**** MATERIAL TO PROCESS

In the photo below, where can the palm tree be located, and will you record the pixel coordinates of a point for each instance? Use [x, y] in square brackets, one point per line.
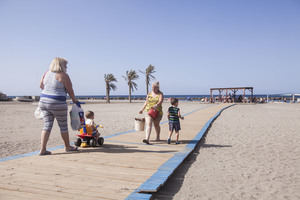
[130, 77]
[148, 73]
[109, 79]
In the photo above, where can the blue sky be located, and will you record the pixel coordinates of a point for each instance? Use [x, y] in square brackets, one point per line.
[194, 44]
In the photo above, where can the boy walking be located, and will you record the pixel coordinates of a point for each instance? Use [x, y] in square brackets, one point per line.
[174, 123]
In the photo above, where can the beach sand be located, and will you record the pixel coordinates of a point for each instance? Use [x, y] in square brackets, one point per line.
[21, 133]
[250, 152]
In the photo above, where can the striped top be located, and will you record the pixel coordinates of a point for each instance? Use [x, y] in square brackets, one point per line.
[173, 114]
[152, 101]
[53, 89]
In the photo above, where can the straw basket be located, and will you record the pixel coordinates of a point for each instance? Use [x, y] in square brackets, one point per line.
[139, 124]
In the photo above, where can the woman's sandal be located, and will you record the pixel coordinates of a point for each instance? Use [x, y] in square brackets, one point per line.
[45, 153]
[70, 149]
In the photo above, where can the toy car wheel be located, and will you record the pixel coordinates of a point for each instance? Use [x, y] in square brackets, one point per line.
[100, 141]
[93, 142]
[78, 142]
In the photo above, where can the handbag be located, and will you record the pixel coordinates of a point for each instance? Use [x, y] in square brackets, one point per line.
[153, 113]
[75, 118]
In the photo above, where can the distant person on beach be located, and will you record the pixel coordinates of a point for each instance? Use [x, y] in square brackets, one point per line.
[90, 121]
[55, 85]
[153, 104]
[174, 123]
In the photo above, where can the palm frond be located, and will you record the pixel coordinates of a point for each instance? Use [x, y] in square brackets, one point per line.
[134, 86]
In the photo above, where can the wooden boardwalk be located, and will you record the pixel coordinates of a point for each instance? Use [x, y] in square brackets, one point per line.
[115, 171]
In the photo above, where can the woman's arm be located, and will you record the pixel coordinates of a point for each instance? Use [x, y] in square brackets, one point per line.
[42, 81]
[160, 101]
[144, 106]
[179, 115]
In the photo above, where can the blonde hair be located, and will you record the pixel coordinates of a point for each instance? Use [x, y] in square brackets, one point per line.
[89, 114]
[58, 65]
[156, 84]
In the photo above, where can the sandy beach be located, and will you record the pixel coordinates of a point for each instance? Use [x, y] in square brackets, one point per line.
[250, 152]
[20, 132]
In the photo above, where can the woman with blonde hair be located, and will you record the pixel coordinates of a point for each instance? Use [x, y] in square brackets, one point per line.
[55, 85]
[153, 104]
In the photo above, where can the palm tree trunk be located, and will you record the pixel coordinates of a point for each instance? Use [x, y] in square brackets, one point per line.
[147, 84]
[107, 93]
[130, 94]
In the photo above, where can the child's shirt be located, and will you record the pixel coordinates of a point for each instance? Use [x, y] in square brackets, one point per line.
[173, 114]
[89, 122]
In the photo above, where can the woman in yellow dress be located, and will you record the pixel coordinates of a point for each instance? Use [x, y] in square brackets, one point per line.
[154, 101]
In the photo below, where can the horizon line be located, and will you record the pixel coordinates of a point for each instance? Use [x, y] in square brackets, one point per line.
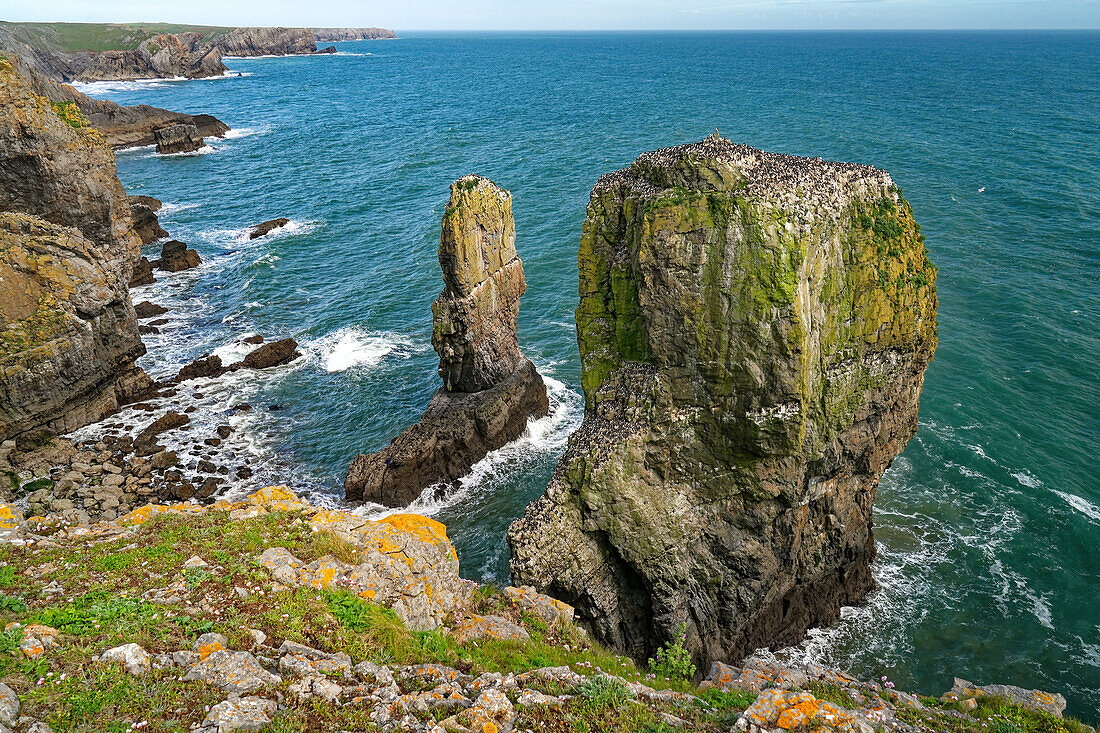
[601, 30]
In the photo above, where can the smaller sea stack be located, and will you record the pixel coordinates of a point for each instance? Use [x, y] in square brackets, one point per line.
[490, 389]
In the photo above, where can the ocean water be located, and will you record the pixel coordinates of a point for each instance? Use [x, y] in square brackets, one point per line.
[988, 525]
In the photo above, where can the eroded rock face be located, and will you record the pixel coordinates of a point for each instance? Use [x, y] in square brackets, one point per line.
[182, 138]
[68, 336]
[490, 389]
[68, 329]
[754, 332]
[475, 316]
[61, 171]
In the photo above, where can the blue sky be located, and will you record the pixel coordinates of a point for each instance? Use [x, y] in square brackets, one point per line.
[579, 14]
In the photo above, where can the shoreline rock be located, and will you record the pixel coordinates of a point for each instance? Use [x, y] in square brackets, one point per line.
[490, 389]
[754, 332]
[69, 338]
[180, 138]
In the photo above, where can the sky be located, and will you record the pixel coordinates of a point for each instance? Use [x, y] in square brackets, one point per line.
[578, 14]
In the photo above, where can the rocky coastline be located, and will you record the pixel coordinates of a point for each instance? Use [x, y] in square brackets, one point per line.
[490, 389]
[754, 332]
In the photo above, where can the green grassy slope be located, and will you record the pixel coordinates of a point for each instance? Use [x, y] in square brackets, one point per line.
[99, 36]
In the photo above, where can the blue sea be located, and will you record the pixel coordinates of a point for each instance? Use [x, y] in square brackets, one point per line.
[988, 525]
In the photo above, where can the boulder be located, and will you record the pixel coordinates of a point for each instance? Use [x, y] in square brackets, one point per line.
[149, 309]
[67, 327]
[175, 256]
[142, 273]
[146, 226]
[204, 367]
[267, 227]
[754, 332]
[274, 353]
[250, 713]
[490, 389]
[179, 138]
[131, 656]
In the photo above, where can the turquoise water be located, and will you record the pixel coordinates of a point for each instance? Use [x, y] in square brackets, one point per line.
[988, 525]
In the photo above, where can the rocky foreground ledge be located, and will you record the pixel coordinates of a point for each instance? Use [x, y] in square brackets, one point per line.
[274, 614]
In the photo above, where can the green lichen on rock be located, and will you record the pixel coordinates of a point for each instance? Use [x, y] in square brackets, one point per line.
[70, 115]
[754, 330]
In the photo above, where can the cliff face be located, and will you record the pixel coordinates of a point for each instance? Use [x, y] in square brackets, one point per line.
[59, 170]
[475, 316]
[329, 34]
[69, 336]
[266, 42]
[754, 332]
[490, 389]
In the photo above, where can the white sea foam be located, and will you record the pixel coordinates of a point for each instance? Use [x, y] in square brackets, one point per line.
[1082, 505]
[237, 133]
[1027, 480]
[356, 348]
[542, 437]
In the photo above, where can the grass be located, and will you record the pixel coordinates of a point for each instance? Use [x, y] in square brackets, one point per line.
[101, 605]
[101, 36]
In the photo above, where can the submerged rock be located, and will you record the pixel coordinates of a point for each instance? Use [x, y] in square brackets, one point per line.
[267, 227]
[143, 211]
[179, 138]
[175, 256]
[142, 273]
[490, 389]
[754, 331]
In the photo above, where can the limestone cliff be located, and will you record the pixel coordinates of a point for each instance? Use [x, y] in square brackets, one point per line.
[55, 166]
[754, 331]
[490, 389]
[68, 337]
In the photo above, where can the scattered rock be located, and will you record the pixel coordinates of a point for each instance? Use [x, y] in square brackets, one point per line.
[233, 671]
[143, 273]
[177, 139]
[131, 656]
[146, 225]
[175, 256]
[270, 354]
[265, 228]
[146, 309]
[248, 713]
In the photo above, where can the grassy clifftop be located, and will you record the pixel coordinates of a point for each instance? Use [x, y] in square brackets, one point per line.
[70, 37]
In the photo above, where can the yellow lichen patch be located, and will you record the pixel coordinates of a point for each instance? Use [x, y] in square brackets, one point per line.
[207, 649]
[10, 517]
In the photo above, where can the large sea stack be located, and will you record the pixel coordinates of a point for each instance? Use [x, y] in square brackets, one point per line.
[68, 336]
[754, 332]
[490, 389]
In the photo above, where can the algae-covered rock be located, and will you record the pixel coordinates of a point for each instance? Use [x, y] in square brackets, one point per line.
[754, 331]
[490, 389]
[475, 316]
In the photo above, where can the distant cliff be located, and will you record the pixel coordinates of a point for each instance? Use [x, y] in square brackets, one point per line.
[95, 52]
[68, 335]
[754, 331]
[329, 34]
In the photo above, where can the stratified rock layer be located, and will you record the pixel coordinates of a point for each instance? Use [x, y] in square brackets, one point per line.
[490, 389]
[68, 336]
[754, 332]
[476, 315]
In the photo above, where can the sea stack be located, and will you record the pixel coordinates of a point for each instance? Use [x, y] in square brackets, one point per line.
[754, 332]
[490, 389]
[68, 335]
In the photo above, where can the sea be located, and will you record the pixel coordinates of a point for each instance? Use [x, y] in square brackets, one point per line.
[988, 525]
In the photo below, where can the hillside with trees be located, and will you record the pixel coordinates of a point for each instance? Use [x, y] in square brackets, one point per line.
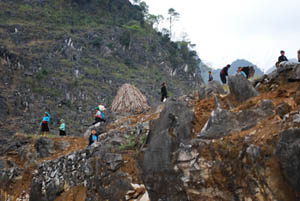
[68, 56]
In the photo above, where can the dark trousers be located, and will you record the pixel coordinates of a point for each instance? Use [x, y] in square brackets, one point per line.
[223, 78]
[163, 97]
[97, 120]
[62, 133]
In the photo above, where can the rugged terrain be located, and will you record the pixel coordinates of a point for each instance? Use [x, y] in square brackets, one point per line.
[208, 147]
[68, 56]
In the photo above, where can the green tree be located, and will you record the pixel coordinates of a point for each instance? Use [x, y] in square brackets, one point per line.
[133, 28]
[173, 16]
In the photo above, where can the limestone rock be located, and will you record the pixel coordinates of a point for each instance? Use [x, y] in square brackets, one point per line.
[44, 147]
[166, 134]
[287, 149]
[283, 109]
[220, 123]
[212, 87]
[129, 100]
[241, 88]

********
**** MATERIAL TO PROCESS

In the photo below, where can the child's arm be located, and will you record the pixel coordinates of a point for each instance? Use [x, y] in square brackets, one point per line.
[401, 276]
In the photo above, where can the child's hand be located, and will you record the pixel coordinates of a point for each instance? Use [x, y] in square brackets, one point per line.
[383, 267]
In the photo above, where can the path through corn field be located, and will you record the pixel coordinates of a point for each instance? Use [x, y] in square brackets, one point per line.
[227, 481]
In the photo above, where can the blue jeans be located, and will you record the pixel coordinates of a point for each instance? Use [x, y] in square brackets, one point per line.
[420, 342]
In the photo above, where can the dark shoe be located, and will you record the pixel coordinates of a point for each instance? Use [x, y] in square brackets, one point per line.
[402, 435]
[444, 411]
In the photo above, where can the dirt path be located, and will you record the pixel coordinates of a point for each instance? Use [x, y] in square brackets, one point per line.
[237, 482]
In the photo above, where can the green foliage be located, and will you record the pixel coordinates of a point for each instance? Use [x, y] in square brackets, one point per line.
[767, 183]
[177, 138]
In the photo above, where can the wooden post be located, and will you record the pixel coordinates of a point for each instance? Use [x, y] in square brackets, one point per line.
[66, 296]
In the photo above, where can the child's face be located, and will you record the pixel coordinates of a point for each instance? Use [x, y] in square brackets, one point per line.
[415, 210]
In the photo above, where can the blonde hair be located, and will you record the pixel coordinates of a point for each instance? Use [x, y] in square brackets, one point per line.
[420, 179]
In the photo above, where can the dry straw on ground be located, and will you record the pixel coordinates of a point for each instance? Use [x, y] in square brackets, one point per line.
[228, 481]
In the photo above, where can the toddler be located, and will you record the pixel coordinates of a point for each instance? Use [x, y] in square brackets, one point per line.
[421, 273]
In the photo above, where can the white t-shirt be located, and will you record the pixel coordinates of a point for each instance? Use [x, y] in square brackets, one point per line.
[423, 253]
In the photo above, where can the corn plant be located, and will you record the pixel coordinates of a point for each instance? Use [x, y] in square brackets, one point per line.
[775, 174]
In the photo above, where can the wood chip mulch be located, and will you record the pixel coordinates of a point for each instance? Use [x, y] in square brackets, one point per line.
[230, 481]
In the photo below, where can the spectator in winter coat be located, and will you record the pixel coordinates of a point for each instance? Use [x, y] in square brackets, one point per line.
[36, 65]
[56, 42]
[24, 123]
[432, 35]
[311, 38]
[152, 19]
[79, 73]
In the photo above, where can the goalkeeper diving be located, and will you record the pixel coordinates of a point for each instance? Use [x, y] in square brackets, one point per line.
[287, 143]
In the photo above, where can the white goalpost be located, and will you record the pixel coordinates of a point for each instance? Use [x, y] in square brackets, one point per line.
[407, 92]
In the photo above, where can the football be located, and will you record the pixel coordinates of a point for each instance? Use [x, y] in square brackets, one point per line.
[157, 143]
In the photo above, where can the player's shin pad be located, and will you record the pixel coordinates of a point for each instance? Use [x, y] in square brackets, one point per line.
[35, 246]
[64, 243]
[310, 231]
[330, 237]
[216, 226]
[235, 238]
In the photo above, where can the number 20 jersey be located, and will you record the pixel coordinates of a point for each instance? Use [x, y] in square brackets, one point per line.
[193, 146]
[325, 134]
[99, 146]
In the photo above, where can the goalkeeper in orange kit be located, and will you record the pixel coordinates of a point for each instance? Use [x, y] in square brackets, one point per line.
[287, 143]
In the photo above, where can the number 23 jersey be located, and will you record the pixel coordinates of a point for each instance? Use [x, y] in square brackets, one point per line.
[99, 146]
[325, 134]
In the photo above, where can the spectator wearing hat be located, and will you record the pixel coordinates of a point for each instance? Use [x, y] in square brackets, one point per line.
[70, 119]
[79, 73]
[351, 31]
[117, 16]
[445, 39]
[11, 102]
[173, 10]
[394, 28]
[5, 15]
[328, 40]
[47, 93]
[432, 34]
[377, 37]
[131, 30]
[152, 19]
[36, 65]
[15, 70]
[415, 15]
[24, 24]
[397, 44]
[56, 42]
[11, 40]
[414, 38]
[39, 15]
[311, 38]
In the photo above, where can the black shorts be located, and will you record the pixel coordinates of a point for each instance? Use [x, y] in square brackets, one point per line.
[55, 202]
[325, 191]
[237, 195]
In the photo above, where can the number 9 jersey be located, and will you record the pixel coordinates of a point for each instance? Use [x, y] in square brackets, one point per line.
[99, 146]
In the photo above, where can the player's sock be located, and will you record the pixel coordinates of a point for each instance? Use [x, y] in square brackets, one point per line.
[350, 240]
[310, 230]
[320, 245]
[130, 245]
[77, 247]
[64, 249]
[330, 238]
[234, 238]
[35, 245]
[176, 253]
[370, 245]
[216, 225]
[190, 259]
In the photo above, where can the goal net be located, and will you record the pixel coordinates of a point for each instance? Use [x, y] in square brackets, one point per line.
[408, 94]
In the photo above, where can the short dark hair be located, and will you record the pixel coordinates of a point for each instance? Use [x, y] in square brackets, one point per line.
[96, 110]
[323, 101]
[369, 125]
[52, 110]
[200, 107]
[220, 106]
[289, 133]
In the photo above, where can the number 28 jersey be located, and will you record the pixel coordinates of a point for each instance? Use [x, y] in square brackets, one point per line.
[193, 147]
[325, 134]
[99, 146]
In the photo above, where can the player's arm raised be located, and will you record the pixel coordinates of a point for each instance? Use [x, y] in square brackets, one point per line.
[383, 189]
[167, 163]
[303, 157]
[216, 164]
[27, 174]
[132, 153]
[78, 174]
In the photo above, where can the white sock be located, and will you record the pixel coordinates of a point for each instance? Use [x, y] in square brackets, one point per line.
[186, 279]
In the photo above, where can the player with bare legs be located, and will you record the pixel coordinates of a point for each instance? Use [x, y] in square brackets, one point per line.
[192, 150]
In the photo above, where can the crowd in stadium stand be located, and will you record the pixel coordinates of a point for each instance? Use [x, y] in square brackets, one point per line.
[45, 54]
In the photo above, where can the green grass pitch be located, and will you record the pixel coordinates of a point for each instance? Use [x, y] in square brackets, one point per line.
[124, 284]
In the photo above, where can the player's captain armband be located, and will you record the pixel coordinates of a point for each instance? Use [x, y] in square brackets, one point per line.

********
**** MATERIAL TO PROCESS

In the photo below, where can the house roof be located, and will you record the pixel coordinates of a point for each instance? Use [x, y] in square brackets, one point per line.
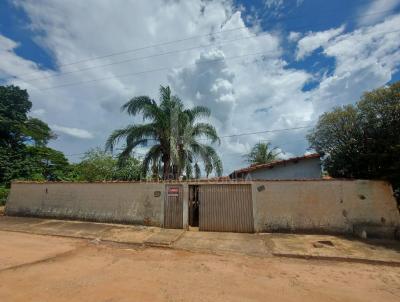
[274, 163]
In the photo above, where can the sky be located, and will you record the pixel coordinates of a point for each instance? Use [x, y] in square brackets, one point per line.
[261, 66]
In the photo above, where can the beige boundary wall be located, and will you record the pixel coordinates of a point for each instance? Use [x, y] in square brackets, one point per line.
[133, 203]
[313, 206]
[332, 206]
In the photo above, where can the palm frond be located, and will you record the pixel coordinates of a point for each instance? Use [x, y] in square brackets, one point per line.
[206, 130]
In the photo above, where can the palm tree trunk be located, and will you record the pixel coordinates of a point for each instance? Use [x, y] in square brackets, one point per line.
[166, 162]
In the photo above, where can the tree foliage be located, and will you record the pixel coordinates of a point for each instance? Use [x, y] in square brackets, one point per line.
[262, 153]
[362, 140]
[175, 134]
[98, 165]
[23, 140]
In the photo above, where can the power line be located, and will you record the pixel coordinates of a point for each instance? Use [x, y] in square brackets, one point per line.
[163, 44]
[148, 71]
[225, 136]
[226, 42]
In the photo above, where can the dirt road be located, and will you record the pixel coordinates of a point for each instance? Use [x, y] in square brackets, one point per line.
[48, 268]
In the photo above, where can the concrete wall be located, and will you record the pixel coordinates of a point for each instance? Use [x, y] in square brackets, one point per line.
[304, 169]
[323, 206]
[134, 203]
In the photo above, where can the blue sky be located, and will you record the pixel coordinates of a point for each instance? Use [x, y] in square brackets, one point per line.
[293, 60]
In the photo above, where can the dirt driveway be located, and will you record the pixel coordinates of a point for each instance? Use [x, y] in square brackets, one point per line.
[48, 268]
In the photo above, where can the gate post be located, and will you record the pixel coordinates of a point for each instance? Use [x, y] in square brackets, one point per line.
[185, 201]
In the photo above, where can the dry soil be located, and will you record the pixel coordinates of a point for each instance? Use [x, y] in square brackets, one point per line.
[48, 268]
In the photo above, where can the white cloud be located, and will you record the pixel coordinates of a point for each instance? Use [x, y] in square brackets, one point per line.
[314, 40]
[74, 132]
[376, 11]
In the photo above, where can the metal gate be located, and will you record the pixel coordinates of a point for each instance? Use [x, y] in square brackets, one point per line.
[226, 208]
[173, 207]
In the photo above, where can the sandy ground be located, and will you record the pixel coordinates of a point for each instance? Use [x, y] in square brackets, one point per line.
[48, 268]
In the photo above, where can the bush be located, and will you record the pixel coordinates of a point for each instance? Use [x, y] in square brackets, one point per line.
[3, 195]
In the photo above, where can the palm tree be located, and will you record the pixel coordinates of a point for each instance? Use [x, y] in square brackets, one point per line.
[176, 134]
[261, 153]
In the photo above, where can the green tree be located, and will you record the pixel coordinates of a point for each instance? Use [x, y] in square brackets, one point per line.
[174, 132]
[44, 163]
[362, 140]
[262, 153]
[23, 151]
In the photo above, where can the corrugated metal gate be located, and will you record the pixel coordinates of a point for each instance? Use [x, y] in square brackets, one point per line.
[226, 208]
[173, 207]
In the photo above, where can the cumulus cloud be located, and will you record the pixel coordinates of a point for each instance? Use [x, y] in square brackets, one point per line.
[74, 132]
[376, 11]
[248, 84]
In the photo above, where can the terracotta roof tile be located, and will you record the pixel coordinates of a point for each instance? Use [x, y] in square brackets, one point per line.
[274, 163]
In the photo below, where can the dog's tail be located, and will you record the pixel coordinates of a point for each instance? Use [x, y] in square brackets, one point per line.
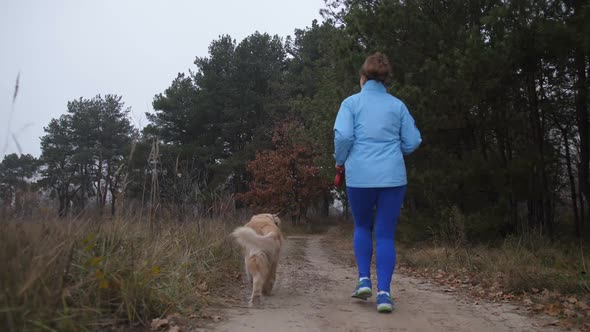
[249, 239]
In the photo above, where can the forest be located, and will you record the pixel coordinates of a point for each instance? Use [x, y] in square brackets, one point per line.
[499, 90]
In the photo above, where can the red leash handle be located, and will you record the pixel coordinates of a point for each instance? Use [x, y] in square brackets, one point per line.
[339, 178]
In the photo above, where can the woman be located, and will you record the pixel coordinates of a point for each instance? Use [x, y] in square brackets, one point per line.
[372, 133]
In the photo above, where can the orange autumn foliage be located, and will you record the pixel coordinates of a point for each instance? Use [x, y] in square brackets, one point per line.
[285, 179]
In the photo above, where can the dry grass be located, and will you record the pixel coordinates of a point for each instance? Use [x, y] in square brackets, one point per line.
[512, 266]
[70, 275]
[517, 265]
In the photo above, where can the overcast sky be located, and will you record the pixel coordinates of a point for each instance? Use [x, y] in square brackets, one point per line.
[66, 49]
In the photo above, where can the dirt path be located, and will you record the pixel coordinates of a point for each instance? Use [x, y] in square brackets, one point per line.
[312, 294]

********

• **WRITTEN INSTRUCTION**
Count the lines in the records above that contain the string "shirt", treating case as significant. Give only the number.

• **RESPONSE TO THIS EXERCISE**
2